- [INSTRUCTIONS]
(a) From the post on state in world models, quote the passage from "Firstly, just to" to "a kidney surgery?".
(b) In the post on state in world models, what three kinds of world models does Fei-Fei Li's taxonomy name?

- [SELECTED TEXT]
A recent substack article on world models by Fei-Fei Li suggests a taxonomy of world models – renderers, simulators and planners. Embedded in the article is a brief blurb on the notion of “state” – as paraphrased below –
“The word “state” needs unpacking, because the meaning shifts from field to field. This is not the chemist’s state, the difference between solid, liquid, and gas. This is the physicist’s and roboticist’s state: a complete description of what is happening in the world at a given moment, including every object, every position, every velocity, every property. State is the underlying reality of the world; complete in principle, but never directly visible to any agent inside it. Observations are an agent’s partial view of that reality. Actions are what the agent does in response.”
The above description attempts to simplify the notion of “state” – focusing on local agent/robots view, observability of a state etc. Furthermore the article also hints that a complete understanding of state is essential to build a “reliable” simulator of the physical world but suggests that it is not possible since the world is not fully observable. In our perspective, the success of reliable world models for any task fundamentally depends on getting this notion of “state” correct without sacrificing any determinism. We briefly outline our perspective why this is so.
Firstly, just to get one’s basics on the notion of “state”, readers can review the following essay written nearly a decade on what is the computational notion of state – We never define it expliclitly – but have a comfortable understanding of what it means in a given context. As the research on “world models” unfolds, there are a few fundamental issues to contend with:
- Another comment in the aforementioned article is: “Where language models learn the statistical structure of text, world models learn the statistical structure of space and time” – Is the physical world really non-deterministic or Is our “modeling” of the same non-deterministic and hence statistical. – Is the lack of determinism as requirement for autonomous systems a good thing – without a human in the loop – would anyone be comfortable with a surgical robot doing a kidney surgery?

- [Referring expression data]
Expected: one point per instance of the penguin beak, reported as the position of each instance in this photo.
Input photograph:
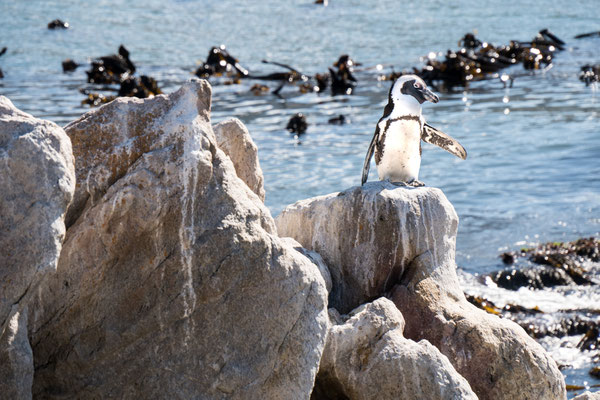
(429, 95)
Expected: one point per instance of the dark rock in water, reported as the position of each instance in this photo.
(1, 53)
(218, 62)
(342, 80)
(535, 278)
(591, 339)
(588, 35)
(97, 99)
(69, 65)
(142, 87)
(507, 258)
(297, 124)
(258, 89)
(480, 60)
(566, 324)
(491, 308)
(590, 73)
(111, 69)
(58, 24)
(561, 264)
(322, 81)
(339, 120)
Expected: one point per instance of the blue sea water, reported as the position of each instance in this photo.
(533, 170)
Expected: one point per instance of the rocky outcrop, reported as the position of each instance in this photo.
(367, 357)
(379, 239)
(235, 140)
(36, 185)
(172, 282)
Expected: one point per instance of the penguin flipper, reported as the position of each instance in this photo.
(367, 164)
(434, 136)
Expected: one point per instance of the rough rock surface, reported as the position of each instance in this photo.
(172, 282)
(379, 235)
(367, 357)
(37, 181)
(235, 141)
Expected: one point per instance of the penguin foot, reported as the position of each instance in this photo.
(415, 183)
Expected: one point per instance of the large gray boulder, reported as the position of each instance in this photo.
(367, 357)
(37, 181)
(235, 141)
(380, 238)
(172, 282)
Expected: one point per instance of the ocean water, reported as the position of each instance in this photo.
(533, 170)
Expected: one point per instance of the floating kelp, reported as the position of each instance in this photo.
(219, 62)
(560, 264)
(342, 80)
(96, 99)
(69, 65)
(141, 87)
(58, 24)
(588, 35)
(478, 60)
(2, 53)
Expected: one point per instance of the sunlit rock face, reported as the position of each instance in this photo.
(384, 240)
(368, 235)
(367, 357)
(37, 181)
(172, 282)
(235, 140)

- [ANSWER SET]
(a)
Firstly, just to get one’s basics on the notion of “state”, readers can review the following essay written nearly a decade on what is the computational notion of state – We never define it expliclitly – but have a comfortable understanding of what it means in a given context. As the research on “world models” unfolds, there are a few fundamental issues to contend with:
- Another comment in the aforementioned article is: “Where language models learn the statistical structure of text, world models learn the statistical structure of space and time” – Is the physical world really non-deterministic or Is our “modeling” of the same non-deterministic and hence statistical. – Is the lack of determinism as requirement for autonomous systems a good thing – without a human in the loop – would anyone be comfortable with a surgical robot doing a kidney surgery?

(b) Renderers, simulators and planners.